Tasks for this exercise -
#1 Answer these questions about the forum thread on Dask memory issues:
(a) Roughly how many events does each of the poster's input files hold?
(b) What count did the regular RDataFrame return for the filter "Sum(L1Mu_pt>18) >= 1"?
(c) How many cores does Swan have, according to the poster?
#2 Write out every line of the records in Block 1 exactly, and leave the picture out of your copy.

Memory issues for Dask Distributed RDataframe with a lot of entries per file?

gpetruc · June 27, 2024, 12:14pm

Hello,

I wanted to try out the new distributed processing with Dask on Swan as described in https://swan.docs.cern.ch/condor/configure_session/ (apparently I’m not allowed to put it as a link ), on my admittedly somewhat unusual case of 40 MHz scouting.

My input files have O(100M) events each, and while the standard RDataframe seems to be capable to process them, the distributed setup crashes with out-of-memory errors, even if I try with a single file.

So, e.g. for a regular DF on a single file of about 315M entries

import ROOT
ROOT.EnableImplicitMT()
d1 = ROOT.RDataFrame("Events", 'root://eoscms.cern.ch/eos/cms/store/cmst3/group/l1tr/gpetrucc/l1scout/2024/zerobias_run382250/v0/l1nano_job1.root')
#  The file is is accessed via xrootd on eoscms.cern.ch, but the security features of this form don't allow me to write it that way path because new users aren't allowed to post links....

I can do

d1.Filter("Sum(L1Mu_pt>18) >= 1").Count().GetValue()

and get the answer, 62339, in about 1 minute which is not bad considering swan has only 4 cores and so it’s running at 1MHz/core.

However if i try to open a dask RDataframe

DRDataFrame = ROOT.RDF.Experimental.Distributed.Dask.RDataFrame
dd1 = DRDataFrame("Events", '/eos/cms/store/cmst3/group/l1tr/gpetrucc/l1scout/2024/zerobias_run382250/v0/l1nano_job1.root')

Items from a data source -
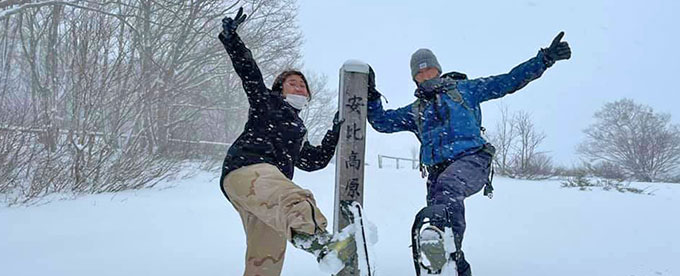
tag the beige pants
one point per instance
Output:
(271, 207)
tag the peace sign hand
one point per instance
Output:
(229, 25)
(558, 50)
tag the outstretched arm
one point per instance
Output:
(484, 89)
(242, 58)
(314, 158)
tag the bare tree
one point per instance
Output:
(103, 95)
(517, 145)
(503, 138)
(631, 136)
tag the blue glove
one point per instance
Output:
(230, 25)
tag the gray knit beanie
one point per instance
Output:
(423, 58)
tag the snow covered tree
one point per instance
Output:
(631, 136)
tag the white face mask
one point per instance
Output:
(299, 102)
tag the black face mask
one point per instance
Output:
(428, 88)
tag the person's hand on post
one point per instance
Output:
(337, 123)
(373, 93)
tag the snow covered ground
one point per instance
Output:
(529, 228)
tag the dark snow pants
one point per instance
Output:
(450, 185)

Answers provided -
#1
(a) O(100M) events
(b) 62339
(c) 4

#2
tag the beige pants
one point per instance
Output:
(271, 207)
tag the peace sign hand
one point per instance
Output:
(229, 25)
(558, 50)
tag the outstretched arm
one point per instance
Output:
(484, 89)
(242, 58)
(314, 158)
tag the bare tree
one point per instance
Output:
(103, 95)
(517, 145)
(503, 138)
(631, 136)
tag the blue glove
one point per instance
Output:
(230, 25)
tag the gray knit beanie
one point per instance
Output:
(423, 58)
tag the snow covered tree
one point per instance
Output:
(631, 136)
tag the white face mask
one point per instance
Output:
(299, 102)
tag the black face mask
one point per instance
Output:
(428, 88)
tag the person's hand on post
one point per instance
Output:
(337, 123)
(373, 93)
tag the snow covered ground
one point per instance
Output:
(529, 228)
tag the dark snow pants
one point per instance
Output:
(450, 185)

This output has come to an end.